Requirement 1 :: In the forum thread on AI coding benchmarks, list in order the steps of the loop that one reply says separates production-ready code from code that only looks fine at review.
Requirement 2 :: From the forum thread on AI coding benchmarks, reproduce word for word the part that opens with the words containing "Thanks Benjamin!" and closes with "the model itself.".

Exercise text ::

My read: the tool creates the conditions, but the model decides whether to use them. BigPickle ran in the same OpenCode environment and didn't self-test. Haiku 4.5 on OpenCode didn't either. GLM 5.2 chose to run its own output, interpret the results, and iterate. That judgment call is the model, not the loop.
But you're right that "model matters, not the tool" is too clean. The more accurate version is probably: the tool sets the ceiling, the model determines how close you get to it. On the planning phase with no execution environment, the tool is genuinely neutral. On the code phase, it isn't.
Worth a follow-up benchmark that controls for agent loop access more explicitly.
The finding that none of them asked questions before planning is quietly the most important result here. We optimize for output speed, not for thinking time.
That line stopped me too when I was writing it up. Every model produced a complete architecture, then asked the blocking questions — in the wrong order. It's the most consistent failure across eight combinations, regardless of price or model family.
"We optimize for output speed, not for thinking time" — that's the root cause. The training signal rewards producing something, not pausing to clarify. An architect who delivers blueprints before understanding the constraints isn't faster, they're just earlier to be wrong.
The uncomfortable follow-up question: how much of our own engineering culture has the same problem?
Exactly. I grabbed this exact thread and pulled — that's basically my whole series. Before AI, during AI, after AI? Same pattern, different packaging. We never learn, we just get faster at being wrong.
So true!
you are back! Woot :)
Thanks Benjamin!
Generate → run → detect → fix is the loop that separates production-ready from looks-fine-at-review, and your GLM 5.2 numbers put a cost figure on that distinction. The model is the worker; the architecture around the model decides whether the worker is allowed to ship. That shape shows up in my own work too. Most of the difference between systems that hold up in production and systems that demo well lives in the structure around the model, not in the model itself.

Extracted entries ::
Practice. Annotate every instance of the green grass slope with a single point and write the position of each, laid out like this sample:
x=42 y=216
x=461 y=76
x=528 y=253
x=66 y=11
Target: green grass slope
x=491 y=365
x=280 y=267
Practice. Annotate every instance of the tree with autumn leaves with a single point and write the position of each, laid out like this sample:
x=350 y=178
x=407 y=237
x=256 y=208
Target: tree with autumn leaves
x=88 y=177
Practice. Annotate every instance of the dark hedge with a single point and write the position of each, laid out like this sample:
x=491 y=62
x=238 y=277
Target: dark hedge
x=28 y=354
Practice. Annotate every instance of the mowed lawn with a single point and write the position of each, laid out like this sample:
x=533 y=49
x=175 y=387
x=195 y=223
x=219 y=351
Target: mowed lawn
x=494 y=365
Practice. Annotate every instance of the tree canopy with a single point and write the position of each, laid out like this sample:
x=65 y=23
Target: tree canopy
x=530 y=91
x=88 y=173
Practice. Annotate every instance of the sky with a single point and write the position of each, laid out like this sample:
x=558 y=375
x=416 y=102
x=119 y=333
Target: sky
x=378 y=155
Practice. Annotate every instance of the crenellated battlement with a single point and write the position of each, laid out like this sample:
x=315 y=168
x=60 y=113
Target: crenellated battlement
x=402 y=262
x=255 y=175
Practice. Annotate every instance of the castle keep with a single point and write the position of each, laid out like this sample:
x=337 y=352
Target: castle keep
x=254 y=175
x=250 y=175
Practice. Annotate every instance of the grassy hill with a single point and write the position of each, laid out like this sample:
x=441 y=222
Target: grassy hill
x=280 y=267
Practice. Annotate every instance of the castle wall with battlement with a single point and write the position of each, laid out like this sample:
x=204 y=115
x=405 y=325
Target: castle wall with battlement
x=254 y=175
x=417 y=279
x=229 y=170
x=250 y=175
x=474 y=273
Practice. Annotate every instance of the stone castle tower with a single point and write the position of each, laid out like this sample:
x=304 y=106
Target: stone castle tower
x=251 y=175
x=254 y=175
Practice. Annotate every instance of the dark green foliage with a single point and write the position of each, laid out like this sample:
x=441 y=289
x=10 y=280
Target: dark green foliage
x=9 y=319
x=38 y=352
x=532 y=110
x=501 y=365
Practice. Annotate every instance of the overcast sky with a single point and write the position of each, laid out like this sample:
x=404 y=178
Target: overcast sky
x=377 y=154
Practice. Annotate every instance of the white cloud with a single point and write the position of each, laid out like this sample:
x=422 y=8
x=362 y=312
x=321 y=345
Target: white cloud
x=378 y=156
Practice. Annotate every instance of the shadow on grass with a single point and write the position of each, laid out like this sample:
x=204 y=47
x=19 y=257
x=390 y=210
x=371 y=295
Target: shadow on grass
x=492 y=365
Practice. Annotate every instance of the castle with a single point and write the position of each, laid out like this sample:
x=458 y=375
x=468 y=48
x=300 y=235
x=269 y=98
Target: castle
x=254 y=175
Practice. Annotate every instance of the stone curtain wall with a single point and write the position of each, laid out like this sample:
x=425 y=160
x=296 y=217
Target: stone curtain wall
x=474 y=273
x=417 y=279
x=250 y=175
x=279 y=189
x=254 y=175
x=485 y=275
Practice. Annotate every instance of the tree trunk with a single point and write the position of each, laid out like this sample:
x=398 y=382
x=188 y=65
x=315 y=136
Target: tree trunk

Answer 1 :: Generate, run, detect, fix

Answer 2 ::
Thanks Benjamin!
Generate → run → detect → fix is the loop that separates production-ready from looks-fine-at-review, and your GLM 5.2 numbers put a cost figure on that distinction. The model is the worker; the architecture around the model decides whether the worker is allowed to ship. That shape shows up in my own work too. Most of the difference between systems that hold up in production and systems that demo well lives in the structure around the model, not in the model itself.